(PROBLEM DESCRIPTION):
Report every line of the material that contains the string "woman".

(EXERCISE INPUTS):

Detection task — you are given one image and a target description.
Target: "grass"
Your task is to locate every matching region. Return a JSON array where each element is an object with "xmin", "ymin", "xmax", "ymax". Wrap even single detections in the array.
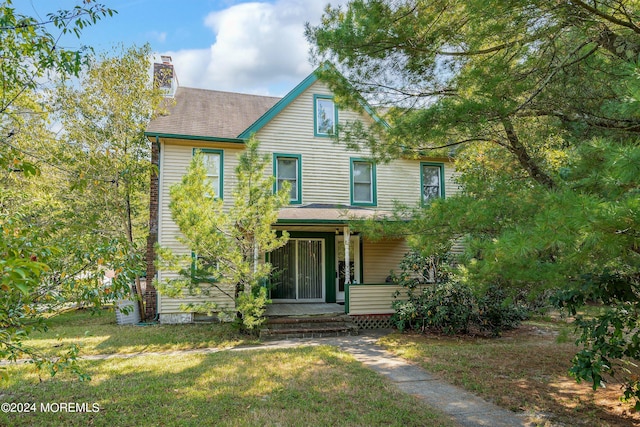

---

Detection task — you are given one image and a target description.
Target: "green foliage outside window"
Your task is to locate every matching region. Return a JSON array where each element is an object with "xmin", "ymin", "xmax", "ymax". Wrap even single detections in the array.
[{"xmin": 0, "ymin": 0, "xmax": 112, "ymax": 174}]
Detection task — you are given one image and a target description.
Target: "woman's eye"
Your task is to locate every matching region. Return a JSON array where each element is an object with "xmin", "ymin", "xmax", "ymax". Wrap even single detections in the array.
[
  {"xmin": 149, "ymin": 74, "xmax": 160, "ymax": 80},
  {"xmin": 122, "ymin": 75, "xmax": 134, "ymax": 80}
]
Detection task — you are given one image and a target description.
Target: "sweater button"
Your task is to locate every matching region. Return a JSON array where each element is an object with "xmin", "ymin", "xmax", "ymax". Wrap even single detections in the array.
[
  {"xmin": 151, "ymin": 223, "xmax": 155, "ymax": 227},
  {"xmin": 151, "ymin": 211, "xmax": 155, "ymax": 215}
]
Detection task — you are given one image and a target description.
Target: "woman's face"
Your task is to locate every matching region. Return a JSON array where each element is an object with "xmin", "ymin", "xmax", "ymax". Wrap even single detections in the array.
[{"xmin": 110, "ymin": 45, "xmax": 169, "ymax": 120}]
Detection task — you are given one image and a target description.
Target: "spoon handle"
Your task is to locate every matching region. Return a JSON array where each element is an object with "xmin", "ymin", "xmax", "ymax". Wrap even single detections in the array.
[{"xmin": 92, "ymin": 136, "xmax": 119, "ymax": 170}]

(FINISHED EXERCISE):
Target: "woman's eye"
Target: "woman's face"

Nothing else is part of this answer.